■ **GIVEN TASK**: From the records below, extract all the text exactly and leave the images behind.

■ **DATA PROVIDED**:
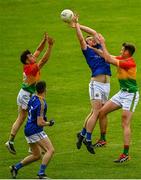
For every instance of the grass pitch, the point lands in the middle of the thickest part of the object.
(22, 24)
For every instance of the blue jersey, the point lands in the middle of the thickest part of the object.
(96, 63)
(36, 107)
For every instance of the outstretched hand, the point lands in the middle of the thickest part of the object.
(101, 38)
(74, 20)
(50, 40)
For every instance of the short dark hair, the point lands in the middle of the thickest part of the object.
(130, 47)
(41, 86)
(24, 56)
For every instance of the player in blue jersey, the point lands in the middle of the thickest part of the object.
(34, 133)
(99, 86)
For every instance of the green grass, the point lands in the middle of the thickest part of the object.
(22, 24)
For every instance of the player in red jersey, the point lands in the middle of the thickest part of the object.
(128, 96)
(31, 74)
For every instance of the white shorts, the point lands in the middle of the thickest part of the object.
(128, 101)
(23, 99)
(98, 90)
(36, 137)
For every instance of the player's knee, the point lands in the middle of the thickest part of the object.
(37, 156)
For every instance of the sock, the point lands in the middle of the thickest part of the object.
(126, 149)
(12, 137)
(103, 136)
(83, 132)
(88, 136)
(42, 169)
(18, 165)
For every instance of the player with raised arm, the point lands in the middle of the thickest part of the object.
(128, 96)
(34, 133)
(31, 74)
(99, 86)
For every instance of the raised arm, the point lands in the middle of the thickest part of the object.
(40, 46)
(107, 56)
(79, 34)
(46, 55)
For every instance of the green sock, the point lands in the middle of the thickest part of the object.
(126, 149)
(12, 137)
(103, 136)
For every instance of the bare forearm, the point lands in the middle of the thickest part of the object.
(45, 57)
(80, 36)
(88, 30)
(41, 45)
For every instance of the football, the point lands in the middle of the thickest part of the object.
(67, 15)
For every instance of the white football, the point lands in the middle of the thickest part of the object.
(67, 15)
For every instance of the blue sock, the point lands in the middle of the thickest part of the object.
(42, 169)
(18, 165)
(88, 136)
(83, 132)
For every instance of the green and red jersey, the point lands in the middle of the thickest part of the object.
(126, 72)
(31, 75)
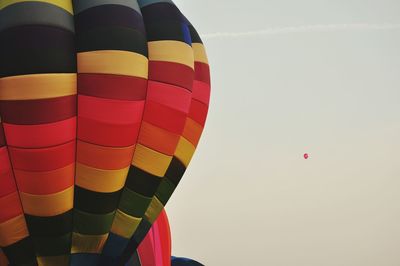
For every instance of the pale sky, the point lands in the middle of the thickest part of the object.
(249, 197)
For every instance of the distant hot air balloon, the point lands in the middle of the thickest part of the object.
(103, 103)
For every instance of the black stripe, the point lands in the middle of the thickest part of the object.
(21, 253)
(112, 38)
(137, 238)
(195, 35)
(53, 246)
(36, 49)
(50, 226)
(109, 16)
(175, 171)
(95, 202)
(168, 30)
(142, 182)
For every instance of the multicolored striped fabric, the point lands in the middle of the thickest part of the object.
(102, 103)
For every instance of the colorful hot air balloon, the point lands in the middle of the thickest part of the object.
(102, 104)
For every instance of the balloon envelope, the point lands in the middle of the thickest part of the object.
(102, 105)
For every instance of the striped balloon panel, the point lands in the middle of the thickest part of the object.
(103, 103)
(14, 236)
(188, 142)
(3, 259)
(169, 90)
(188, 139)
(112, 63)
(38, 108)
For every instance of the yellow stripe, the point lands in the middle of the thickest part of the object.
(40, 86)
(124, 225)
(184, 151)
(48, 205)
(113, 62)
(100, 180)
(13, 231)
(151, 161)
(200, 54)
(88, 243)
(171, 51)
(153, 210)
(64, 4)
(53, 260)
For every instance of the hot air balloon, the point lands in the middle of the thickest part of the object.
(103, 103)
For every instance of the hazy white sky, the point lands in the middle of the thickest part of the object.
(248, 197)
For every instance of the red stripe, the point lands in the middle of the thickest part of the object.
(110, 135)
(169, 95)
(2, 137)
(31, 112)
(110, 111)
(10, 207)
(45, 159)
(201, 92)
(164, 117)
(171, 73)
(45, 183)
(112, 86)
(202, 72)
(7, 184)
(44, 135)
(198, 112)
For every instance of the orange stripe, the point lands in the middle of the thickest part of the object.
(3, 259)
(158, 139)
(101, 157)
(43, 183)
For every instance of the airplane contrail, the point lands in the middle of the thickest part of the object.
(301, 29)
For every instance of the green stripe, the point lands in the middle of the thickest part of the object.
(165, 190)
(133, 203)
(52, 246)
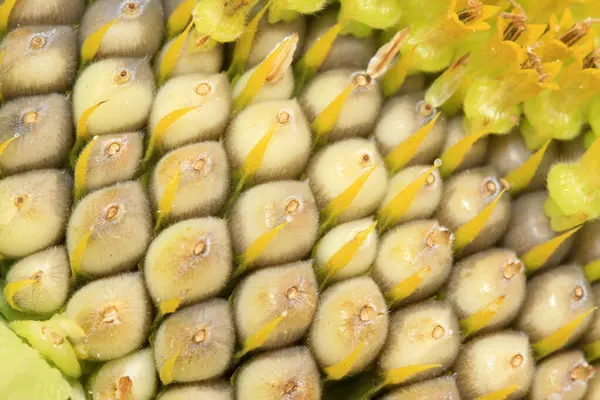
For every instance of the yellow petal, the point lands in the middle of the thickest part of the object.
(592, 351)
(345, 254)
(564, 222)
(259, 337)
(501, 394)
(406, 287)
(538, 256)
(85, 116)
(466, 233)
(380, 62)
(395, 77)
(531, 35)
(79, 252)
(556, 340)
(521, 177)
(5, 10)
(180, 17)
(161, 129)
(452, 157)
(341, 369)
(256, 249)
(344, 200)
(243, 45)
(166, 372)
(478, 26)
(11, 290)
(481, 318)
(312, 60)
(326, 120)
(4, 145)
(2, 52)
(258, 78)
(169, 306)
(590, 160)
(592, 271)
(81, 170)
(165, 204)
(253, 160)
(488, 11)
(448, 83)
(171, 56)
(399, 375)
(391, 212)
(405, 151)
(92, 43)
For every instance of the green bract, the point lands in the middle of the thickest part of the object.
(222, 21)
(378, 14)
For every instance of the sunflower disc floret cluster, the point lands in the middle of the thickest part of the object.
(299, 199)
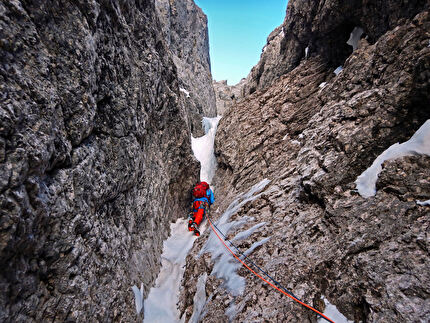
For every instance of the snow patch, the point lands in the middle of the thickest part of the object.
(355, 37)
(332, 312)
(247, 233)
(225, 266)
(419, 144)
(338, 70)
(187, 94)
(160, 306)
(424, 203)
(138, 297)
(203, 149)
(199, 299)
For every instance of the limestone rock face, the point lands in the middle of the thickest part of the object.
(95, 157)
(185, 30)
(323, 28)
(312, 133)
(227, 95)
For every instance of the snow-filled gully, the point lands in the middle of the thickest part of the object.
(160, 305)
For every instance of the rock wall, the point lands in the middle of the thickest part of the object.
(312, 133)
(186, 33)
(95, 157)
(227, 95)
(323, 27)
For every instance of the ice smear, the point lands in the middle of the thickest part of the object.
(332, 312)
(199, 299)
(187, 94)
(203, 149)
(355, 37)
(160, 306)
(424, 203)
(338, 70)
(247, 233)
(419, 144)
(138, 297)
(254, 246)
(225, 266)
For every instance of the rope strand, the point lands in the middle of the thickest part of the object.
(285, 292)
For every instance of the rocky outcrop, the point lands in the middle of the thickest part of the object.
(227, 95)
(322, 28)
(94, 157)
(312, 133)
(186, 33)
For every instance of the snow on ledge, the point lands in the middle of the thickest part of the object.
(419, 144)
(187, 94)
(138, 297)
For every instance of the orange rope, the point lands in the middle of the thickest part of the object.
(283, 292)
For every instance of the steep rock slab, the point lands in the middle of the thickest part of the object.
(94, 157)
(369, 257)
(186, 32)
(323, 27)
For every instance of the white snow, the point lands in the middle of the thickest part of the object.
(355, 37)
(419, 144)
(225, 266)
(138, 297)
(160, 306)
(185, 92)
(203, 149)
(247, 233)
(338, 70)
(199, 299)
(424, 203)
(332, 312)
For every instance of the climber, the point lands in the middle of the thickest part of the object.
(203, 197)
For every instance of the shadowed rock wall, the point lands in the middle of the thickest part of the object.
(186, 32)
(95, 157)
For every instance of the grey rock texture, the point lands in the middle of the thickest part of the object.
(227, 95)
(95, 157)
(185, 30)
(369, 257)
(324, 26)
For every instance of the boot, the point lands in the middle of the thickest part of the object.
(196, 233)
(191, 225)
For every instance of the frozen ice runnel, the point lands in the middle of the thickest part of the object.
(160, 306)
(203, 149)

■ **ANSWER TO THE PROBLEM**:
For every instance of the grass pitch, the point lands in the middle of the thickest part of the object.
(22, 24)
For every instance of the blue jersey, the point lands in the middle of the thickest part of the object.
(96, 63)
(36, 107)
For every instance of the outstretched hand, the point lands in the middle of the thickest part of the object.
(101, 38)
(74, 20)
(50, 40)
For every instance of the short dark hair, the point lands in the middle of the thickest part of the object.
(130, 47)
(41, 86)
(24, 56)
For every instance of the player in blue jersey, the point lands in the middle of the thickest part of the object.
(34, 133)
(99, 86)
For every instance of the green grass, the point lands in the middle of the thickest part of the object.
(22, 24)
For every instance of the player in red jersey, the point lands in the middle of the thickest part of the object.
(128, 96)
(31, 74)
For every instance of the white shorts, the point lands in the middle of the thickest part of the object.
(128, 101)
(23, 99)
(98, 90)
(36, 137)
For every instance of the player's knee, the point lands in the middle of the thickest part of the object.
(37, 156)
For every instance of the sock, the point lands in the middle of the thickest part of the object.
(126, 149)
(12, 137)
(103, 136)
(83, 132)
(88, 136)
(42, 169)
(18, 165)
For every instance of the player with raised arm, the point lands in the middle of the thickest part of the object.
(128, 96)
(34, 133)
(31, 74)
(99, 86)
For every instance of the raised arm, the point lands in the middle of the thickest part of the object.
(40, 46)
(107, 56)
(79, 34)
(46, 55)
For every instance of the green sock, the point lands in the middle of the thickest part of the object.
(126, 149)
(12, 137)
(103, 136)
For every instance of the bare forearm, the point lands in the middle of the thickest part of the object.
(45, 57)
(80, 36)
(88, 30)
(41, 45)
For every instance of the football, the point lands in the middle of the thickest part of the object.
(67, 15)
For every instance of the white football, the point lands in the middle of the thickest part of the object.
(67, 15)
For every instance of the blue sock, the point lands in the middle of the thickest part of the object.
(42, 169)
(18, 165)
(88, 136)
(83, 132)
For every instance of the green and red jersey, the point lands in the middle of the thickest part of the object.
(126, 72)
(31, 75)
For every instance of the pale sky, the point lands in the middle of the thickest part of the object.
(249, 197)
For every instance of the distant hot air balloon, the point lands in the middle of the thickest part of the object.
(103, 103)
For every instance of the black stripe, the point lands in the middle of the thickest part of the object.
(21, 253)
(112, 38)
(137, 238)
(195, 35)
(53, 246)
(36, 49)
(50, 226)
(109, 16)
(175, 171)
(95, 202)
(168, 30)
(142, 182)
For every instance of the multicolored striped fabric, the point lands in the middle of the thickest part of the object.
(102, 103)
For every instance of the colorful hot air balloon, the point lands in the middle of the thickest part of the object.
(102, 104)
For every instance of the balloon envelope, the point lands in the middle of the thickest part of the object.
(102, 105)
For every instance of the striped balloon panel, the point lands in the middle of the thickest part of the object.
(103, 103)
(14, 236)
(188, 142)
(3, 259)
(169, 90)
(188, 139)
(112, 63)
(38, 108)
For every instance of the yellow stripe, the point lands in the middle of the thickest part of the object.
(40, 86)
(124, 225)
(184, 151)
(48, 205)
(113, 62)
(100, 180)
(13, 231)
(151, 161)
(200, 54)
(88, 243)
(171, 51)
(153, 210)
(64, 4)
(53, 260)
For every instance of the hot air balloon, the point lands in the middle of the thickest part of the object.
(103, 103)
For every instance of the hazy white sky, the point lands in the middle of the thickest part of the object.
(248, 197)
For every instance of the red stripe, the point lands in the middle of the thickest part of the object.
(110, 135)
(169, 95)
(2, 137)
(31, 112)
(110, 111)
(10, 207)
(45, 159)
(201, 92)
(164, 117)
(171, 73)
(45, 183)
(112, 86)
(202, 72)
(7, 184)
(44, 135)
(198, 112)
For every instance of the orange stripe, the point lands in the middle of the thickest part of the object.
(3, 259)
(158, 139)
(101, 157)
(43, 183)
For every instance of the airplane contrail, the point lands in the middle of the thickest part of the object.
(301, 29)
For every instance of the green stripe, the point lands in the middle of the thickest part of the object.
(165, 190)
(133, 203)
(52, 246)
For every instance of the yellow petal, the point lands in the middle of the thickest part of the object.
(592, 351)
(345, 254)
(564, 222)
(259, 337)
(501, 394)
(406, 287)
(538, 256)
(85, 116)
(466, 233)
(380, 62)
(395, 77)
(531, 35)
(79, 252)
(556, 340)
(521, 177)
(5, 10)
(180, 17)
(161, 129)
(452, 157)
(341, 369)
(256, 249)
(344, 200)
(243, 45)
(166, 372)
(478, 26)
(11, 290)
(481, 318)
(312, 60)
(326, 120)
(4, 145)
(2, 52)
(258, 78)
(169, 306)
(590, 160)
(592, 271)
(81, 170)
(165, 204)
(253, 160)
(488, 11)
(448, 83)
(171, 56)
(399, 375)
(391, 212)
(405, 151)
(92, 43)
For every instance of the green bract, the point lands in the middle of the thickest part of the object.
(222, 21)
(378, 14)
For every instance of the sunflower disc floret cluster, the point lands in the middle of the thickest part of the object.
(299, 199)
For every instance of the snow patch, the point lands in the middle of the thickest part of the object.
(355, 37)
(332, 312)
(247, 233)
(225, 266)
(419, 144)
(338, 70)
(187, 94)
(160, 306)
(424, 203)
(138, 297)
(203, 149)
(199, 299)
For every instance of the limestone rock face, the point lands in the middle of the thickest part of the object.
(95, 157)
(185, 30)
(323, 28)
(312, 133)
(227, 95)
For every instance of the snow-filled gully, the point lands in the middle of the thickest part of the object.
(160, 305)
For every instance of the rock wall, the point lands in the middle of the thickest part of the object.
(312, 133)
(186, 33)
(95, 157)
(227, 95)
(323, 27)
For every instance of the ice smear, the point lands in the middle of the thickest part of the object.
(332, 312)
(199, 299)
(187, 94)
(203, 149)
(355, 37)
(160, 306)
(424, 203)
(338, 70)
(247, 233)
(419, 144)
(138, 297)
(254, 246)
(225, 266)
For every instance of the rope strand, the point lands in the middle of the thickest part of the object.
(285, 292)
For every instance of the rocky outcrop, the point lands in the middle of the thickest part of the object.
(227, 95)
(322, 28)
(94, 157)
(312, 133)
(186, 33)
For every instance of the snow on ledge, the point lands in the middle of the thickest part of the object.
(419, 144)
(187, 94)
(138, 297)
For every instance of the orange rope, the point lands in the middle of the thickest part of the object.
(283, 292)
For every instance of the steep rock slab, the point lands in the middle of the thickest part of the object.
(94, 157)
(369, 257)
(186, 32)
(323, 27)
For every instance of the white snow, the point lands in the middle of the thickest part of the object.
(355, 37)
(419, 144)
(225, 266)
(138, 297)
(160, 306)
(185, 92)
(203, 149)
(247, 233)
(338, 70)
(199, 299)
(424, 203)
(332, 312)
For every instance of the climber, the point lands in the middle of the thickest part of the object.
(203, 197)
For every instance of the shadowed rock wall, the point lands in the middle of the thickest part of the object.
(186, 32)
(95, 157)
For every instance of the grey rock texture, the point lands in the middle of the thickest part of the object.
(227, 95)
(95, 157)
(185, 30)
(369, 257)
(324, 26)
For every instance of the boot, the point lands in the middle of the thickest part of the object.
(196, 233)
(191, 225)
For every instance of the frozen ice runnel, the point lands in the middle of the thickest part of the object.
(160, 306)
(203, 149)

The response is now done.